#### Available data

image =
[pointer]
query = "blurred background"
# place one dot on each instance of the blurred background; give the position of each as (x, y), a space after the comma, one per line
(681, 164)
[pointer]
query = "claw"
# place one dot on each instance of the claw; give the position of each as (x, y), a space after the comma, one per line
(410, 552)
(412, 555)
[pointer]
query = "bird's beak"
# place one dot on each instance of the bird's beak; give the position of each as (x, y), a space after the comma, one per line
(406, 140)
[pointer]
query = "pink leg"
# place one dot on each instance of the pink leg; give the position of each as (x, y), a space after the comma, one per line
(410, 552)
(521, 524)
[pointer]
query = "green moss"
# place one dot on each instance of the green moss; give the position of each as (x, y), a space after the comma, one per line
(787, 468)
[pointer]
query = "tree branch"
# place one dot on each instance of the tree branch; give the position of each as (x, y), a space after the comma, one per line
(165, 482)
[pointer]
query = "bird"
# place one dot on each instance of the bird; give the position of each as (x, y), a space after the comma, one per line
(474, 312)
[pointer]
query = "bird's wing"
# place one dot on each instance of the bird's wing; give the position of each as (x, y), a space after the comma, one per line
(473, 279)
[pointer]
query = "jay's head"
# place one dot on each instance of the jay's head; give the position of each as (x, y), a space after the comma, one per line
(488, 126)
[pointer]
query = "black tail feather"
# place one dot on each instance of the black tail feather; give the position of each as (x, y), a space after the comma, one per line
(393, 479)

########
#### Available data

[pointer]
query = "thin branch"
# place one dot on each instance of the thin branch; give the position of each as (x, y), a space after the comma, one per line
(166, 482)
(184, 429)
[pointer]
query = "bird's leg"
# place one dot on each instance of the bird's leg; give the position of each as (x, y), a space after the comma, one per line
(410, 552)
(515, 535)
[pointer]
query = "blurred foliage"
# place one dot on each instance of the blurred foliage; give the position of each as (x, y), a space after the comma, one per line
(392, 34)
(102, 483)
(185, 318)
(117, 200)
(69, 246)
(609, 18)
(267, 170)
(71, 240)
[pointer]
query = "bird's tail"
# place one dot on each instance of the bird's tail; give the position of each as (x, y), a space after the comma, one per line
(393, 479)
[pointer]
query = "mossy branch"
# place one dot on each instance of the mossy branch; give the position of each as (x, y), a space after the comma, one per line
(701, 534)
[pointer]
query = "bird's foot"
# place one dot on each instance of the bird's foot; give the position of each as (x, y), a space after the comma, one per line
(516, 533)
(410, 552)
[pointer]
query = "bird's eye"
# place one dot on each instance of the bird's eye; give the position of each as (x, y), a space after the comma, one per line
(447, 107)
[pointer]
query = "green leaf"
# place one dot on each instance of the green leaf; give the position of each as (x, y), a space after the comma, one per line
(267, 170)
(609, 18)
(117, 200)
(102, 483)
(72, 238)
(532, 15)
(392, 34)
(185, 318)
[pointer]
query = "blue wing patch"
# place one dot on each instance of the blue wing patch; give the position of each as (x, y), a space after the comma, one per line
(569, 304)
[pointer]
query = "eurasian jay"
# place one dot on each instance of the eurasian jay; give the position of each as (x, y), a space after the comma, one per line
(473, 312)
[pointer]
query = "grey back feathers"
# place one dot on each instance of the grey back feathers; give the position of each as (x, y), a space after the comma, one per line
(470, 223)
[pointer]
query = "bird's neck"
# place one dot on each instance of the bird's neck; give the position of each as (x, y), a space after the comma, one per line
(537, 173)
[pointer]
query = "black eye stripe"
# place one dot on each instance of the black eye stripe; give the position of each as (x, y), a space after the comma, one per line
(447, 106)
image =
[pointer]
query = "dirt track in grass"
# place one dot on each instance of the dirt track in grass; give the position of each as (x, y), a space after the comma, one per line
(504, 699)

########

§ **Exercise task**:
Gather every line of the data above that contains the word "background" and copy each such line in full.

§ **Correct response**:
query = "blurred background"
# place one dot on each instance of the blurred background; give the position of each as (x, y), a space after the comma, one per line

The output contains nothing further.